++++ RECORDS PROVIDED ++++

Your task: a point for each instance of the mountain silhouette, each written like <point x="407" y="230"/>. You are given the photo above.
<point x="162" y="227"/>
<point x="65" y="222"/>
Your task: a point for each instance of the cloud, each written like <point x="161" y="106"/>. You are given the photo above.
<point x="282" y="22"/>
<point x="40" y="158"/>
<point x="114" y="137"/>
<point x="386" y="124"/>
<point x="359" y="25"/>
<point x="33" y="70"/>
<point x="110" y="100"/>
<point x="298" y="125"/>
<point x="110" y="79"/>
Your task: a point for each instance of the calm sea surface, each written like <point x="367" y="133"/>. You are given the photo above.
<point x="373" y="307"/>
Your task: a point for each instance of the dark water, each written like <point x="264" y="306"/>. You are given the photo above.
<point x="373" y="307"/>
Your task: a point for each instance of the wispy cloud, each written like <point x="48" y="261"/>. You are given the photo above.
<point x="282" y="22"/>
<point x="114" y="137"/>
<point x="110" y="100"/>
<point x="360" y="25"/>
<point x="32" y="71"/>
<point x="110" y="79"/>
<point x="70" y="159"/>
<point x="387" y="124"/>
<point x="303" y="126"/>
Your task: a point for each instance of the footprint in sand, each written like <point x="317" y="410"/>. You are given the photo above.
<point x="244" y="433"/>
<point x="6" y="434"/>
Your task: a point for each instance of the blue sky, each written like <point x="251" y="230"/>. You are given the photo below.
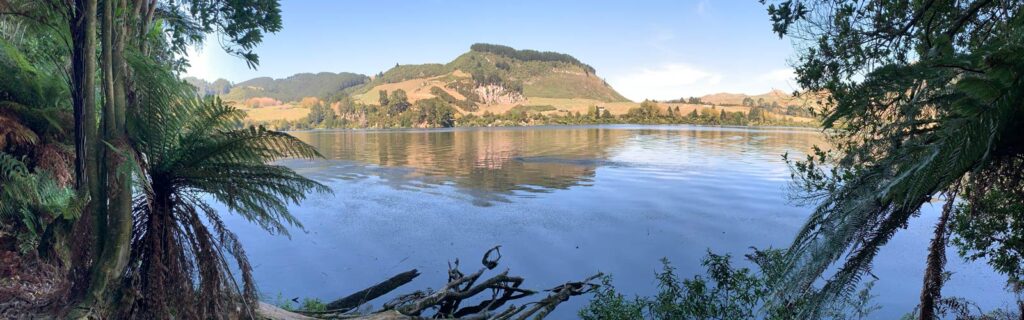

++++

> **ABOUT THIS EXERCISE**
Reproduce exactly the part of the records above that begins at the line holding "Your task: a point for each instance of the wispy" and ends at the final line, both included, leaving out the pictures.

> **TASK SOLUTION**
Your task: a point for each instance of the wispy cloud, each written like <point x="48" y="261"/>. You are given the photo above.
<point x="282" y="22"/>
<point x="114" y="137"/>
<point x="110" y="100"/>
<point x="360" y="25"/>
<point x="32" y="71"/>
<point x="110" y="79"/>
<point x="70" y="159"/>
<point x="387" y="124"/>
<point x="303" y="126"/>
Your task: a point for each instance of the footprint in sand, each written like <point x="317" y="410"/>. You are given the photo above.
<point x="244" y="433"/>
<point x="6" y="434"/>
Your task: a point for each instance of the blue sky, each written like <point x="251" y="230"/>. You are given the photo below.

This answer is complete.